• _Named object pointing entries_:
begin

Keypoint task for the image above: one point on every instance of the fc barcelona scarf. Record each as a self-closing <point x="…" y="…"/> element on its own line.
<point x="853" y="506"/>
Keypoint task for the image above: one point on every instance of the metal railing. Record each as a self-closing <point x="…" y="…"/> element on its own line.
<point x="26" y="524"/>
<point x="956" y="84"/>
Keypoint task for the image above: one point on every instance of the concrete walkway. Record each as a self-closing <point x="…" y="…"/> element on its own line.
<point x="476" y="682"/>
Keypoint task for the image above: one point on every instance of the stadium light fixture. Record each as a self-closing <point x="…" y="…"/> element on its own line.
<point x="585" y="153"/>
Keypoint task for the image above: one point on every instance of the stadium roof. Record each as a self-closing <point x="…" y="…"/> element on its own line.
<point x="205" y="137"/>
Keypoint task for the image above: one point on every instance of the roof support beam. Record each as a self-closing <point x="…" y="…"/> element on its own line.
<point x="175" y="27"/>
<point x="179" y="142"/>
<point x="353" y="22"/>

end

Repeat the whole listing exactly, keeping every line intact.

Keypoint task for the image above: one point on every instance of the fc barcelona scarf. Record each as a self-closing <point x="…" y="…"/> element on its own line.
<point x="853" y="506"/>
Keypoint task for the image above: one point on every instance of the metal railing. Record each as a self-closing <point x="…" y="…"/> element on its own line.
<point x="26" y="524"/>
<point x="956" y="84"/>
Keypoint task for the image above: one point on every instance of the concrete walkway. Record each as a self-closing <point x="…" y="…"/> element on its own line.
<point x="476" y="682"/>
Keypoint task for the image above: one point on every instance of the stadium light fixture. Record each as a self-closing <point x="…" y="…"/> element on its own line.
<point x="585" y="153"/>
Keypoint task for the image above: one point on every instance of the stadium roof. Record each as a self-closing <point x="…" y="…"/> element on its own line.
<point x="205" y="137"/>
Keypoint task for the image above: one point on every instance of the roof support beam. Record each as a self-closing <point x="…" y="…"/> element on its own line.
<point x="175" y="27"/>
<point x="179" y="142"/>
<point x="353" y="22"/>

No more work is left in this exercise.